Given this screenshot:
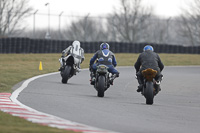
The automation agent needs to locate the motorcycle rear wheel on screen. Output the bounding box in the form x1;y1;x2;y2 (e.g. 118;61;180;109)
144;82;154;105
62;65;72;84
97;75;105;97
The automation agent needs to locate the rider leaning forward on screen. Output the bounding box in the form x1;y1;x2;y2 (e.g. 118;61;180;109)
90;43;119;85
134;45;164;92
59;40;85;71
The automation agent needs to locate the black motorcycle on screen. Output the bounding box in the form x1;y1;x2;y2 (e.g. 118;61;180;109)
59;54;79;84
142;68;159;105
94;65;111;97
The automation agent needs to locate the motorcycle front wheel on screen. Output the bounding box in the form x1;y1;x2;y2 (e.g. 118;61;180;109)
62;65;72;84
97;75;105;97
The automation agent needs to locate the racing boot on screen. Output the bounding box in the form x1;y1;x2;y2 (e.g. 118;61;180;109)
58;67;64;71
137;84;143;92
90;72;96;85
109;74;119;85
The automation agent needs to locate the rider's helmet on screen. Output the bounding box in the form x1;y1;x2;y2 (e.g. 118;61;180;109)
143;45;153;51
72;40;81;47
100;43;110;50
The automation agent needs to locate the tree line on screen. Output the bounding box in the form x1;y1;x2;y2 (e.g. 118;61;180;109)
0;0;200;46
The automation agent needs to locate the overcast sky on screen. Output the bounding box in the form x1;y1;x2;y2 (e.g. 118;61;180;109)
26;0;192;27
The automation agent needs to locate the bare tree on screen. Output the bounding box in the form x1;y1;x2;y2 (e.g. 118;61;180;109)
108;0;151;42
0;0;32;36
178;0;200;46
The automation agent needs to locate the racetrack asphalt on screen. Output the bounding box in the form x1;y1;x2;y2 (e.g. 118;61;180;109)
17;66;200;133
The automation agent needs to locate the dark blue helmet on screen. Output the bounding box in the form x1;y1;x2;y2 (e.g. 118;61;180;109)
100;43;110;50
143;45;153;51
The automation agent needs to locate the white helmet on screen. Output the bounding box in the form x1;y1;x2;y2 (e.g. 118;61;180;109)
72;40;81;47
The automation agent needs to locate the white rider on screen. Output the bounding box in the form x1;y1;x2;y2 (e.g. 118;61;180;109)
59;40;85;71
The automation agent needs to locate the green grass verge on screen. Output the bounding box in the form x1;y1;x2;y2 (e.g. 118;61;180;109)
0;54;200;133
0;111;79;133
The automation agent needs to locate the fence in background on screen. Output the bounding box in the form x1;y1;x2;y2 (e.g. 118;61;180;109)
0;38;200;54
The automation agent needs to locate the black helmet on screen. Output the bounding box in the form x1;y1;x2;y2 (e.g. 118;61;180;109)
100;43;110;50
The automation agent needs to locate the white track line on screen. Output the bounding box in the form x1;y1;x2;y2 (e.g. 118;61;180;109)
0;69;119;133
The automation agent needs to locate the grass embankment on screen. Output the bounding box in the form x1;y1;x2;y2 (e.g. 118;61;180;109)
0;54;200;133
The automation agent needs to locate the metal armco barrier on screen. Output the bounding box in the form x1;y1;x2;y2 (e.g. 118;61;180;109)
0;38;200;54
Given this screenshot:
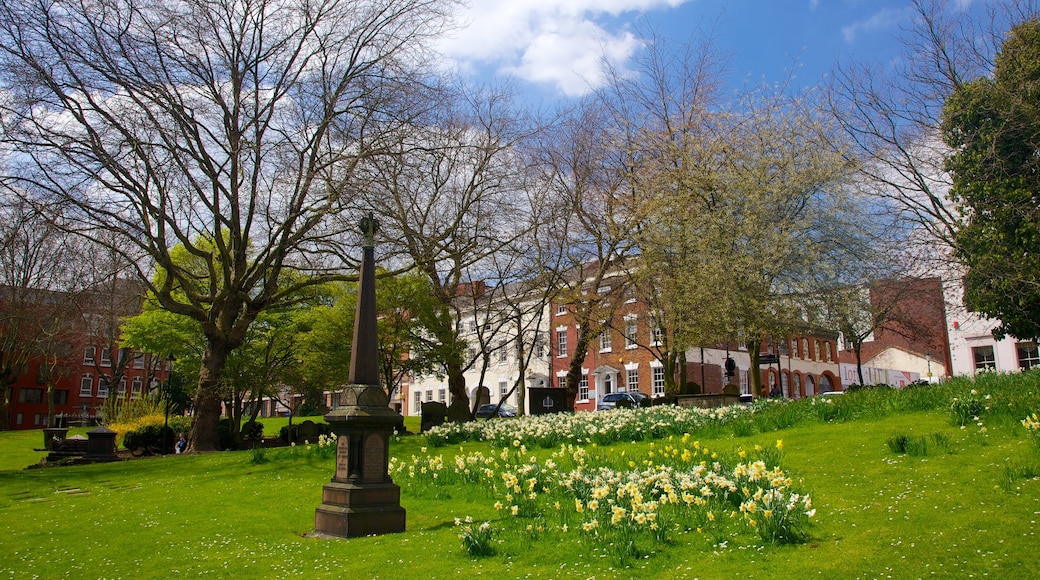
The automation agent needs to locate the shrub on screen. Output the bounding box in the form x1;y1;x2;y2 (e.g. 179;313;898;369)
950;389;986;426
456;516;495;556
123;423;176;453
242;421;263;443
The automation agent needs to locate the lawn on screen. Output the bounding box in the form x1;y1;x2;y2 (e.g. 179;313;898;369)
0;379;1040;578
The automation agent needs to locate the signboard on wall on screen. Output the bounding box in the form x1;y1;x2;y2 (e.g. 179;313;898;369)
838;363;920;389
527;387;567;415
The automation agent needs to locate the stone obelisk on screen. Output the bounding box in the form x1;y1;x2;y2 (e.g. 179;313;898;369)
313;214;405;537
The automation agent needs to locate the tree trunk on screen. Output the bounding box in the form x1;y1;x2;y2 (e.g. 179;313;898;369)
447;361;469;407
188;342;231;452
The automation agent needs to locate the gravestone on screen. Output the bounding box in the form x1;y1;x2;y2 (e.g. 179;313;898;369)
312;214;405;537
419;401;448;433
473;387;491;412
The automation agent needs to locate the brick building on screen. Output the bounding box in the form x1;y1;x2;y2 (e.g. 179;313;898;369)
0;281;171;429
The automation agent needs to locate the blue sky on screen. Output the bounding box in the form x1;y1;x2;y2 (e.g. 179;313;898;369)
440;0;981;100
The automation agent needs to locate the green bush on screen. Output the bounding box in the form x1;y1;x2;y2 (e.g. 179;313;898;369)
123;417;191;453
950;391;986;426
242;421;263;443
123;424;176;453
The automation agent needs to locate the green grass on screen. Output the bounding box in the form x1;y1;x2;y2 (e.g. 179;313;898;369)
0;376;1040;578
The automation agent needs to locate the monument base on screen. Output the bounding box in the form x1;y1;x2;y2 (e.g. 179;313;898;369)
310;481;405;537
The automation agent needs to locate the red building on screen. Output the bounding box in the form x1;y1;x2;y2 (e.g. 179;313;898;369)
0;281;171;429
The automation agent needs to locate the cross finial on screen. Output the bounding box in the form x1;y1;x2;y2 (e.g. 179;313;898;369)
360;212;380;247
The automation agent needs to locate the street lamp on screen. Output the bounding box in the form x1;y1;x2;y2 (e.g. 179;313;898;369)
160;354;174;455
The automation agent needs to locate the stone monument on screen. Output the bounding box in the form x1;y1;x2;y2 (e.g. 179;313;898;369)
313;214;405;537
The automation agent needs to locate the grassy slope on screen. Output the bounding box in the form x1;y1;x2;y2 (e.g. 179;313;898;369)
0;405;1040;578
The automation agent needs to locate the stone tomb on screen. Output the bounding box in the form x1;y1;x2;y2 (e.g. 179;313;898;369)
313;385;405;537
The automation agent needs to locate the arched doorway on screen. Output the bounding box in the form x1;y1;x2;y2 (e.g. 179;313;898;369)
820;372;838;393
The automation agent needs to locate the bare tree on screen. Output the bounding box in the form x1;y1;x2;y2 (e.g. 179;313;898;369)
829;0;1040;261
358;87;531;415
0;0;452;451
0;197;83;430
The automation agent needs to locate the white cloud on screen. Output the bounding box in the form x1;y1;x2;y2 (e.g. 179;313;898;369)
438;0;687;96
841;8;911;44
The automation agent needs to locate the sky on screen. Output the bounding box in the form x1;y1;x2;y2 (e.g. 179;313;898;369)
439;0;981;101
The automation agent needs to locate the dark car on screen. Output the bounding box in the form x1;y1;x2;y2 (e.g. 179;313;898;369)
596;393;650;411
476;403;517;419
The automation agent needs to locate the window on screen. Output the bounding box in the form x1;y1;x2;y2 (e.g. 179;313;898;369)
556;328;567;357
650;366;665;397
625;368;640;393
1017;342;1040;370
625;316;640;348
18;389;44;403
971;344;996;370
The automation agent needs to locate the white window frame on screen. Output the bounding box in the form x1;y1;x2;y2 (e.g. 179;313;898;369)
971;344;996;372
650;363;665;398
650;324;665;346
625;365;640;393
625;316;640;349
79;372;94;397
1015;340;1040;370
578;369;589;401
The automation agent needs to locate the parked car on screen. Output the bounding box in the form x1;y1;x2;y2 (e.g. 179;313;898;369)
596;393;650;411
476;403;517;419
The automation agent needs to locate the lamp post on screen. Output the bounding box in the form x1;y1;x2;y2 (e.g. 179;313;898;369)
160;354;174;455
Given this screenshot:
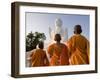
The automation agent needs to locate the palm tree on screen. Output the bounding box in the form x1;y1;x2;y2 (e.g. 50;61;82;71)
26;32;46;51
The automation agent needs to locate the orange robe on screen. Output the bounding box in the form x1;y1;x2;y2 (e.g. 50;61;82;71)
67;34;89;65
48;43;69;66
30;49;49;67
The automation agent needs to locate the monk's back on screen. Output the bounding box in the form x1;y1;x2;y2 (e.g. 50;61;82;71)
73;35;87;51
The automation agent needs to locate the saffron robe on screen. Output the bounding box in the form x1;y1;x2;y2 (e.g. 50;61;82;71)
30;49;49;67
67;34;89;65
48;43;69;66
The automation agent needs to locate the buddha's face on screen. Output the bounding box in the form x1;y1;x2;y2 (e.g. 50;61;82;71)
55;18;62;27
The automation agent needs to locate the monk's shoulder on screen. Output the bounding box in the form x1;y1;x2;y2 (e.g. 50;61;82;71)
49;43;55;48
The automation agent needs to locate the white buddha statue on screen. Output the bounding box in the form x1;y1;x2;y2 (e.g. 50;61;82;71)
49;18;68;42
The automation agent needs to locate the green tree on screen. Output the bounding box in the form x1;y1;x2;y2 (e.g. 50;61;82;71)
26;32;46;51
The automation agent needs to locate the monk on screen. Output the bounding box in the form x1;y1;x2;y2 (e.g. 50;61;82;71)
48;34;69;66
67;25;89;65
30;42;49;67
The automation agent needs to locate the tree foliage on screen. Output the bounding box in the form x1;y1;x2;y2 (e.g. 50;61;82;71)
26;32;46;51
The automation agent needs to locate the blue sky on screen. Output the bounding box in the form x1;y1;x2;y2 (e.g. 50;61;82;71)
25;12;90;42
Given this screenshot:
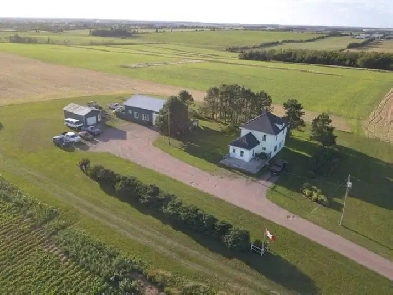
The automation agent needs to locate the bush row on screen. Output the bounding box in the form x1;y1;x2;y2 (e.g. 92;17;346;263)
0;176;211;294
79;159;250;252
300;182;329;207
239;49;393;71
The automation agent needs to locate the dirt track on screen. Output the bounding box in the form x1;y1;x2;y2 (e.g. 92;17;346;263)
90;124;393;280
0;52;350;131
364;89;393;142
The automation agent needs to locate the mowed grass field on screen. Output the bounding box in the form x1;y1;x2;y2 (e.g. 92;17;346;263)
0;44;393;123
0;96;391;294
0;206;103;294
271;37;362;50
154;121;393;259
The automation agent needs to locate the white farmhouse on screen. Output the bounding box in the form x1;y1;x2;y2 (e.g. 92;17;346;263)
228;112;288;162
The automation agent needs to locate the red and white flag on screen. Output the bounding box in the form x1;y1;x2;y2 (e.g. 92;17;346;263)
265;229;276;241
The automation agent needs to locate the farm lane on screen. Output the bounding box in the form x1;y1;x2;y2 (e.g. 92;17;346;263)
90;124;393;280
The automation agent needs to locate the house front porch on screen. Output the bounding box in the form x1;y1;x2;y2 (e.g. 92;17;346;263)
220;154;269;174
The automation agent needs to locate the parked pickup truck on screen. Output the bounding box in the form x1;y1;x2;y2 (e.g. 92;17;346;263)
61;131;82;142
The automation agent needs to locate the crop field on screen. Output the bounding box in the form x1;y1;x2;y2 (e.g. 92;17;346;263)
0;96;390;294
0;44;393;126
135;30;318;50
0;208;103;294
351;40;393;53
271;37;362;50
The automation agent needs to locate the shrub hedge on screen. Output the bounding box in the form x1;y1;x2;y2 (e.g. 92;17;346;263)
79;159;251;252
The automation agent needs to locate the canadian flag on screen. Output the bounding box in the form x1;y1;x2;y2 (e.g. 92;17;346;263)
265;229;276;241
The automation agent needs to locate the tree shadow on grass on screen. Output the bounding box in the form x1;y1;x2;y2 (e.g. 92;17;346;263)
176;126;238;165
100;185;318;294
276;133;393;210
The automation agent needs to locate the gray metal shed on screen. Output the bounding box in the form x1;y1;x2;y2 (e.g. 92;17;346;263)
122;95;166;125
63;103;102;126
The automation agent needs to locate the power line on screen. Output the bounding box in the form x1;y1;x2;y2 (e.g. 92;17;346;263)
340;175;352;225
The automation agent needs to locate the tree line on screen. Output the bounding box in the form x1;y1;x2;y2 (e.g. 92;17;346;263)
199;84;272;126
89;28;132;38
79;159;251;252
239;49;393;71
226;32;344;52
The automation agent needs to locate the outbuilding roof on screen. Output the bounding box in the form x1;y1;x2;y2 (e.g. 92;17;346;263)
63;103;92;116
242;111;285;135
229;132;260;150
124;94;166;113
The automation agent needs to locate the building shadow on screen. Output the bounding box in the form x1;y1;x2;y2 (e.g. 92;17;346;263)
96;185;318;294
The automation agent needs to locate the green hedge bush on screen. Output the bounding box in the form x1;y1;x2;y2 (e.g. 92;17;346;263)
80;160;251;252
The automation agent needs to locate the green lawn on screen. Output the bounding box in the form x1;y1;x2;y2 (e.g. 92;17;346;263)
154;121;393;259
0;43;393;121
0;97;391;294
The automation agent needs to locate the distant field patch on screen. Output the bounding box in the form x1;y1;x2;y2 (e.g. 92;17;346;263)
140;30;319;49
271;37;362;50
351;40;393;53
0;53;202;105
123;59;204;69
365;89;393;142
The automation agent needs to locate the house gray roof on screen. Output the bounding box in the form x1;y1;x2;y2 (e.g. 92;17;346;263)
229;132;260;150
124;94;166;113
63;103;92;116
242;111;285;135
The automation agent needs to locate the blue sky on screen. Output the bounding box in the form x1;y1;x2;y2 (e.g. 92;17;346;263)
0;0;393;28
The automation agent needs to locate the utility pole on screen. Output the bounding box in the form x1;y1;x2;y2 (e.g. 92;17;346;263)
168;106;171;145
340;175;352;225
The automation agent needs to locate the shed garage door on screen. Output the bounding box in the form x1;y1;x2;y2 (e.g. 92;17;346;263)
86;117;97;126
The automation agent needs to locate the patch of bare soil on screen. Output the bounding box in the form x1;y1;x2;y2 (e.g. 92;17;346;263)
123;59;205;69
364;89;393;142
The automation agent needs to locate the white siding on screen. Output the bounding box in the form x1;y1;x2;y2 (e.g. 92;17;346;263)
240;126;287;161
229;146;252;162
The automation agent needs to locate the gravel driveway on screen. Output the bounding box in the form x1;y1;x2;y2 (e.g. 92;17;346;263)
90;124;393;280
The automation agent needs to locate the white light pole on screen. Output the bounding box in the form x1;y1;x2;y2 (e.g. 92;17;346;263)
340;175;352;225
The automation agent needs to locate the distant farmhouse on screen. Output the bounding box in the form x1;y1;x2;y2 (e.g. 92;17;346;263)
221;111;288;173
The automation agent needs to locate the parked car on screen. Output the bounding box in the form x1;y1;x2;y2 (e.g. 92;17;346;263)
78;131;94;141
81;126;101;136
61;131;82;142
52;135;71;147
64;118;83;129
270;159;288;175
108;102;121;110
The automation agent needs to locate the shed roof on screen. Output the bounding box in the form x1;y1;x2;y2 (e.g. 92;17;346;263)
124;94;166;113
229;132;260;150
63;103;92;116
242;111;285;135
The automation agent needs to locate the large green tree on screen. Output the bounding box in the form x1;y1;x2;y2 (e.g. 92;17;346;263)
200;84;272;125
311;113;337;146
177;90;194;104
283;99;306;134
156;96;190;136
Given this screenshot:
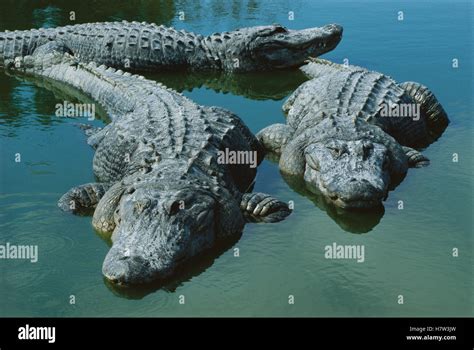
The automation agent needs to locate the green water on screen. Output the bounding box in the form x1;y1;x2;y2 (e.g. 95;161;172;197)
0;0;474;316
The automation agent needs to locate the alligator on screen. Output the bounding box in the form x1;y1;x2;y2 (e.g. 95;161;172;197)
6;50;291;285
257;59;449;209
0;21;342;72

SHORT PROBLEM — Please count the lines of the material above that contain the word "monument", and give only that number.

TASK SOLUTION — 2